-- TEXTE FOURNI --
^^^^

Nous nous sommes rendu de nouveau cette année à l’invitation pressante qui nous a été faite par les Spirites de Lyon, † et bien que nous connussions, par la correspondance, les progrès du Spiritisme dans cette ville, le résultat a de beaucoup dépassé notre attente. Nos lecteurs nous sauront gré, sans doute, de leur donner quelques renseignements à ce sujet ; ils y verront un indice de la marche irrésistible de la doctrine, et une preuve patente de ses conséquences morales.
Mais avant de parler des Spirites de Lyon, nous ne devons pas oublier ceux de Sens † et de Mâcon † que nos avons visités sur notre route, et de les remercier de leur sympathique accueil. Là aussi nous avons pu constater un progrès très notable, soit dans le nombre des adeptes, soit dans l’opinion que l’on se fait du Spiritisme en général ; partout les rangs des rieurs s’éclaircissent, et ceux même qui ne croient point encore observent une prudente réserve, commandée par le caractère et la position sociale de ceux qui ne craignent plus aujourd’hui de s’avouer hautement partisans et propagateurs des nouvelles idées ; en présence de l’opinion qui se prononce et se généralise, les incrédules se disent qu’il pourrait bien y avoir quelque chose, et qu’en résumé chacun est libre dans ses croyances ; on veut tout au moins savoir ce dont il s’agit avant de parler, tandis qu’avant on parlait d’abord, avant de savoir sur quoi ; or, on ne peut nier que pour beaucoup de gens ce ne soit là un véritable progrès.

^^^^

Entrées de données recueillies
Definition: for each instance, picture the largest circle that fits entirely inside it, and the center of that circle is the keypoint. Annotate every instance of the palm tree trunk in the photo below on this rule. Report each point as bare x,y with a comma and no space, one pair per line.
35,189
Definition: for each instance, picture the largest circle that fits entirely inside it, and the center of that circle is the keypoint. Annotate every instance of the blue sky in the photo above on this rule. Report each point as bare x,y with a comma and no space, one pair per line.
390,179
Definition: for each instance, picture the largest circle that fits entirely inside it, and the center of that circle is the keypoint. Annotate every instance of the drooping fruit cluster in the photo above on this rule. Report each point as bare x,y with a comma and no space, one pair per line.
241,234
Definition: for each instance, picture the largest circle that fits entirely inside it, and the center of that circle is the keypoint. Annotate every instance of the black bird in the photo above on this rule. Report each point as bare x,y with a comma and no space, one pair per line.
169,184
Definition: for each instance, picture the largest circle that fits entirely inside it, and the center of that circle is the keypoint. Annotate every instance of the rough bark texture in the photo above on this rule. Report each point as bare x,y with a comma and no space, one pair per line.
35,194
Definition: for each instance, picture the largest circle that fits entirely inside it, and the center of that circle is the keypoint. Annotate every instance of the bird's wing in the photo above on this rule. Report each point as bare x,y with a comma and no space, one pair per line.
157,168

^^^^

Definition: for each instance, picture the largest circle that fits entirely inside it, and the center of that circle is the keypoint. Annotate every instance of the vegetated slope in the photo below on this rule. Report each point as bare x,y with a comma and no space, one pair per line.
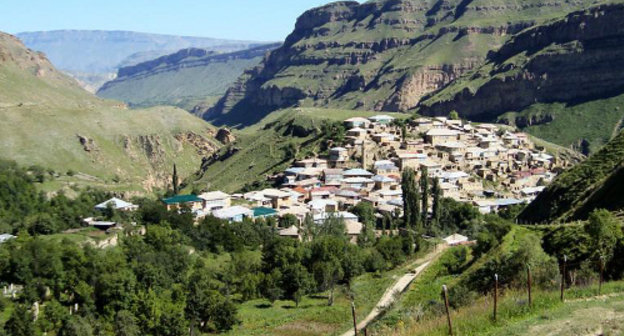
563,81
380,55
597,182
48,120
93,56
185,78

^^^^

-- TRAVAIL À EFFECTUER --
1. Recopiez à l'identique le passage du texte sur les spirites de Lyon qui commence aux mots « Nous nous sommes » et s'arrête après les mots « ses conséquences morales. ».
2. Répondez brièvement aux questions suivantes d'après le texte sur les spirites de Lyon.
(a) Par quel moyen les progrès du Spiritisme à Lyon étaient-ils déjà connus avant la visite ?
(b) Quelles villes ont été visitées sur la route de Lyon ?
(c) D'après le texte, que se disent les incrédules en présence de l'opinion qui se prononce et se généralise ?
3. Énumérez toutes les villes nommées dans le texte sur les spirites de Lyon.

-- ENSEMBLE DES RÉPONSES --
1.
Nous nous sommes rendu de nouveau cette année à l’invitation pressante qui nous a été faite par les Spirites de Lyon, † et bien que nous connussions, par la correspondance, les progrès du Spiritisme dans cette ville, le résultat a de beaucoup dépassé notre attente. Nos lecteurs nous sauront gré, sans doute, de leur donner quelques renseignements à ce sujet ; ils y verront un indice de la marche irrésistible de la doctrine, et une preuve patente de ses conséquences morales.

2.
(a) Par la correspondance.
(b) Sens et Mâcon.
(c) Qu'il pourrait bien y avoir quelque chose, et qu'en résumé chacun est libre dans ses croyances.

3. Lyon, Sens, Mâcon